-- start --
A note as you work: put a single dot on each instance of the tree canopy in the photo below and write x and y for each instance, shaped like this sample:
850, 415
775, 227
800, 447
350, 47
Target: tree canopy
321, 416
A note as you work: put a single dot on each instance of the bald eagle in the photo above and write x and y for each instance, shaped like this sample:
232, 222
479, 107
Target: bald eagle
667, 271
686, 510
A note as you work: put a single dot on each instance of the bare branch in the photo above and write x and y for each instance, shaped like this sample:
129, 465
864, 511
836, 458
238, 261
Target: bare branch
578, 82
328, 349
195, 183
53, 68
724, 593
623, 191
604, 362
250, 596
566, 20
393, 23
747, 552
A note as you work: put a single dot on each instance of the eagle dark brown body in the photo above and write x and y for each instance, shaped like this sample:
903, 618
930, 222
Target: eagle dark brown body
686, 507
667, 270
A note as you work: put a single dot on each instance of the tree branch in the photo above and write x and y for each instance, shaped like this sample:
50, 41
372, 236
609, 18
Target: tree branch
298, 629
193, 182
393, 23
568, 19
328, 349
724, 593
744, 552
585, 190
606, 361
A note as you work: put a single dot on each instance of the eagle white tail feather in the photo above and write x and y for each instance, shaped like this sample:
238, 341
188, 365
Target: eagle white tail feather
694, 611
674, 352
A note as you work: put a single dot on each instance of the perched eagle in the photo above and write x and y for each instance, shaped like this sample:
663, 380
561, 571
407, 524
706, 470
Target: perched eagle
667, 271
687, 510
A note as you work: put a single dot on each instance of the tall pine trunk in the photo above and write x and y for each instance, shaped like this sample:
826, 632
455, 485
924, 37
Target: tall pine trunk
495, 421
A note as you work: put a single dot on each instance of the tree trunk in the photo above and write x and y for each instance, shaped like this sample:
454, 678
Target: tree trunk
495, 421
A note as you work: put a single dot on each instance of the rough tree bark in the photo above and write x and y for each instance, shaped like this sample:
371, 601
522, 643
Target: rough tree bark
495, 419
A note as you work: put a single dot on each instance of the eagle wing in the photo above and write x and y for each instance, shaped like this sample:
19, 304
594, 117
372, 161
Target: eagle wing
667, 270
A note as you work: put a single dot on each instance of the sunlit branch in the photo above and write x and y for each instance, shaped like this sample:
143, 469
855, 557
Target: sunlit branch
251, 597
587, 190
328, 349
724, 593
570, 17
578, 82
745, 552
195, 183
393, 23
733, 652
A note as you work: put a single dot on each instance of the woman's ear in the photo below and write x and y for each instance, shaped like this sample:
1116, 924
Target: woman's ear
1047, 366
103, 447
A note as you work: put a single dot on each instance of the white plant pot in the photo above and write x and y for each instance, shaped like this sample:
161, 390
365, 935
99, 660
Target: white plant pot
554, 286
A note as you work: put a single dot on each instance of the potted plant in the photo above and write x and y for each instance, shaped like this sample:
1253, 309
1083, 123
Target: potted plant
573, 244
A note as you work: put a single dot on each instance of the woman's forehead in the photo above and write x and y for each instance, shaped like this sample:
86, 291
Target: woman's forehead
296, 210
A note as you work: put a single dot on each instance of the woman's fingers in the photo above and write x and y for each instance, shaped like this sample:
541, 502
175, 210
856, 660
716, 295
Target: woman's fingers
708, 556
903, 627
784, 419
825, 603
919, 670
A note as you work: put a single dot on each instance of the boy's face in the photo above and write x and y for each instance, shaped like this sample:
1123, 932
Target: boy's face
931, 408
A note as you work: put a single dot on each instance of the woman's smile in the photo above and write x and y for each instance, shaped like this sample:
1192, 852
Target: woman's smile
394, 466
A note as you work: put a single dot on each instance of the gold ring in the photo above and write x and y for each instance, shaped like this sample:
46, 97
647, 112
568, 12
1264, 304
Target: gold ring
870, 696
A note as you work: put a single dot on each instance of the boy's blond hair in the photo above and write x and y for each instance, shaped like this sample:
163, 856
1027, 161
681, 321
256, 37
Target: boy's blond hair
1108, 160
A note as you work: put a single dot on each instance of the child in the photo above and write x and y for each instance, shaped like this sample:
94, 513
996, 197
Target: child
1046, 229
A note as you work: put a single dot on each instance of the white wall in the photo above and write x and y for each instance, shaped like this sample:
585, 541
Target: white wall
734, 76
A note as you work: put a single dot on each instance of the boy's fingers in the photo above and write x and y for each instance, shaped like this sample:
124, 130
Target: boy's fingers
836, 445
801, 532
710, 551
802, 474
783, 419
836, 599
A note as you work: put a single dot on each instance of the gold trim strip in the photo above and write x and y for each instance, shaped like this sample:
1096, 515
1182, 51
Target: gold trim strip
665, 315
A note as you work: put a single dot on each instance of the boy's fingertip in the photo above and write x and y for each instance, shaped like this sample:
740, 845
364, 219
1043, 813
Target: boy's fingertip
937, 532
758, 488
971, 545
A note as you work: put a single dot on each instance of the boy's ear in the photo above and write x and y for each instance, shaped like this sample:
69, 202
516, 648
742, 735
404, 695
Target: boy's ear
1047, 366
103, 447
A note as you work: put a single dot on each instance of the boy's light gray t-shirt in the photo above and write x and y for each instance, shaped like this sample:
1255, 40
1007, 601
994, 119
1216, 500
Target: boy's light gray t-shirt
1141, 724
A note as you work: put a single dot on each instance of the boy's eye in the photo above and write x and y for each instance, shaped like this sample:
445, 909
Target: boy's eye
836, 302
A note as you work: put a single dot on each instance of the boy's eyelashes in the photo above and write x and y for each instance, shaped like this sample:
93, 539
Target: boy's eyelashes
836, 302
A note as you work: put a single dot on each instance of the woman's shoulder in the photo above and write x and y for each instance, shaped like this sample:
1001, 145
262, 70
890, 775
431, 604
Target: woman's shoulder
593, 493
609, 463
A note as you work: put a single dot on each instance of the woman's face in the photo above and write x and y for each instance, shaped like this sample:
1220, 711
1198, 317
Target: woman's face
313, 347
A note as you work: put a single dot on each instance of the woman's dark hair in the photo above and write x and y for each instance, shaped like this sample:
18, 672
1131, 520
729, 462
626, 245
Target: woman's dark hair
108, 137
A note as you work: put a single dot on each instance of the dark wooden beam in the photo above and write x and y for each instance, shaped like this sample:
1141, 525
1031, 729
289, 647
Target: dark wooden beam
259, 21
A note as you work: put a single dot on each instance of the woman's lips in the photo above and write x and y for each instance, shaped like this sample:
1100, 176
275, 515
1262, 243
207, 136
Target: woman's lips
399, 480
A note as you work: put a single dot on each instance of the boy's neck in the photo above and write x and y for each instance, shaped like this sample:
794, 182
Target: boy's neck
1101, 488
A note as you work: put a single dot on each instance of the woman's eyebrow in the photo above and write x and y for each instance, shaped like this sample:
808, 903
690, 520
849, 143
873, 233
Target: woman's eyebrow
-- end --
**Task description**
Set out the complete listing exactly as shown.

**Task answer**
A note as you work: put a single dot on each instance of the tree canopy in the photo below and write x and y for each instance, shaped like this sample:
850, 415
775, 227
800, 447
350, 47
Target: tree canopy
321, 416
A note as you work: put a single dot on each instance of the bald eagle in the photo above and write x and y for each instance, shaped like this sample:
232, 222
479, 107
Target: bald eagle
667, 271
686, 510
A note as you work: put a single dot on each instance of the bare branch in the photo above and write x and y for each instance, shaped like this sample:
129, 465
864, 511
836, 458
238, 261
Target: bare branch
578, 82
328, 349
195, 183
53, 68
724, 593
623, 191
604, 362
250, 596
566, 20
393, 23
747, 552
A note as you work: put a single dot on each instance of the eagle dark brown body in the photo above and write x and y for each instance, shaped like this sample:
903, 618
930, 222
Target: eagle dark brown body
686, 507
667, 270
A note as you work: put a single dot on each instance of the tree branch in the photo above and write x and y for each instance, shaped like this sample:
50, 41
372, 236
609, 18
Target: tree branch
298, 629
193, 182
393, 23
568, 19
328, 349
724, 593
744, 552
585, 190
606, 361
A note as you work: put a single dot on each instance of the eagle white tail feather in the photo above and write x and y for each instance, shaped like this sample:
238, 341
188, 365
Target: eagle white tail feather
694, 611
674, 352
A note as you work: put a single dot on each instance of the perched eagle in the photo above and write x and y for each instance, shaped like this sample:
663, 380
561, 571
407, 524
706, 470
Target: perched eagle
667, 271
687, 510
A note as you work: put a single dot on each instance of the tall pine trunk in the photo above and write x and y for each instance, shaped like this sample:
826, 632
455, 485
924, 37
Target: tall pine trunk
495, 421
A note as you work: put a single dot on each instance of the tree trunk in the photo above and write x and y for each instance, shaped like this sample:
454, 678
Target: tree trunk
495, 421
A note as you work: put a single dot on each instance of the rough tree bark in the photo above and write x and y for each instance, shaped like this sample:
371, 601
522, 643
Target: rough tree bark
495, 419
A note as you work: put a single dot on each instance of the eagle wing in the photo above and write x and y for each instance, shaped like this sample:
19, 304
594, 117
372, 161
Target: eagle wing
667, 270
A note as you work: put a single dot on each instance of the sunlit branch in the photo above and write x and y for each instance, shaped like this sample:
143, 469
855, 557
Target: sunlit branch
251, 597
587, 190
328, 349
724, 593
570, 17
578, 82
745, 552
195, 183
393, 23
733, 652
A note as you work: put a single dot on each instance of the woman's ear in the photo below and write x and y for each instance, shaped like this sample:
1116, 924
Target: woman's ear
1047, 366
103, 447
A note as you work: put a single dot on each instance of the white plant pot in the photo above and write x and y for each instance, shaped like this sample:
161, 390
365, 935
99, 660
Target: white plant pot
554, 286
A note as you work: put a single dot on each instance of the potted plant in the photo above and write x and y for each instance, shaped like this sample:
1253, 309
1083, 123
Target: potted plant
573, 244
A note as you work: put a single dot on each instance of the woman's forehead in the photo above and write x and y for each instance, shaped like this sample:
86, 291
Target: woman's forehead
296, 210
A note as you work: put a single dot on each instance of the woman's fingers in the photo above and write x and y for each instance, shaped like this sample:
541, 502
175, 210
856, 660
716, 295
Target: woman's fingers
708, 556
903, 627
784, 419
825, 603
919, 670
A note as you work: put a single dot on each instance of the boy's face in the photo above and write x and y for each instance, shaped like this sample:
1123, 932
Target: boy's face
931, 408
A note as you work: put a single dot on each instance of the woman's smile in the photo above and write x and y for each instance, shaped like this sample:
1192, 852
Target: woman's smile
394, 466
A note as you work: put a single dot on each instance of the gold ring in the photo above and write x and y for each instance, shaped like this sample:
46, 97
647, 112
568, 12
1264, 304
Target: gold ring
870, 696
A note as you work: put a single dot on each instance of the boy's blond hair in the photo above and write x and y for each instance, shaped like this sample:
163, 856
1027, 161
681, 321
256, 37
Target: boy's blond hair
1108, 160
A note as you work: put a single dot on each instance of the child in the photo above and write x and y for each instance, shaped like this sample:
94, 513
996, 197
Target: child
1046, 229
A note as you work: put a single dot on each instance of the white wall in the photo above and write x and y for each instance, shaped like this sample:
585, 541
Target: white wall
734, 76
A note as you work: put a single dot on each instance of the boy's fingers in the photo above and write x and y for each instance, shaped like this sample:
124, 130
Target: boy's fingers
836, 445
801, 532
710, 551
802, 474
783, 419
836, 599
A note as you work: put a single dot on each instance of the gold trim strip in the photo above and write x and y for each instance, shaped like this sample:
1096, 515
1182, 51
Target: gold trim strip
665, 315
A note as you work: put a single dot on each instance of the boy's fingertip in the photo above and write x and y for each instance, shaped like this sample:
740, 845
364, 219
1043, 813
Target: boy's fingertip
937, 532
758, 488
971, 545
A note as you work: put a single dot on each instance of the boy's ear in the photo above and write x and y for each instance, shaped like this sample:
69, 202
516, 648
742, 735
404, 695
Target: boy's ear
1047, 366
103, 447
A note as you work: put a single dot on each instance of the boy's light gray t-shirt in the photo above and write x and y for each instance, shaped like this sample:
1255, 40
1007, 601
994, 119
1216, 500
Target: boy's light gray t-shirt
1141, 724
A note as you work: put a single dot on each instance of the boy's eye in the photo above and write x and y for each instance, shaped like this sample:
445, 909
Target: boy's eye
836, 302
A note as you work: put a single dot on each instance of the boy's eyelashes in the photo above and write x and y for each instance, shaped like this sample:
93, 539
Target: boy's eyelashes
836, 302
A note as you work: put a single dot on each instance of the woman's shoulder in the photo above and write x and y for each instance, shaped like this sample:
1001, 145
262, 70
890, 775
431, 604
Target: woman's shoulder
593, 493
609, 463
A note as you work: put a single dot on each instance of the woman's face in the photo above and write x and y for each instance, shaped like this sample:
1220, 711
1198, 317
Target: woman's face
313, 347
A note as you work: put a single dot on each instance of the woman's dark hair in the photo above and write x and y for each instance, shaped like this sample:
18, 672
1131, 520
729, 462
626, 245
Target: woman's dark hair
108, 137
A note as you work: put a single dot on each instance of the dark wooden beam in the photo above and write x and y for each instance, shaped like this sample:
1141, 525
1031, 729
289, 647
Target: dark wooden beam
259, 21
A note as you work: put a single dot on each instance of the woman's lips in the photo above and write x and y for each instance, shaped like this sample:
1100, 176
275, 515
1262, 243
207, 136
Target: woman's lips
399, 480
A note as you work: put a single dot on each instance of the boy's neck in the photo above and write x and y for each instance, shaped like this sample:
794, 182
Target: boy's neck
1101, 488
A note as you work: put a single dot on each instance of the woman's eyebrow in the photo above and write x and y for each instance, shaped like this sample:
808, 903
690, 520
849, 143
873, 233
Target: woman's eyebrow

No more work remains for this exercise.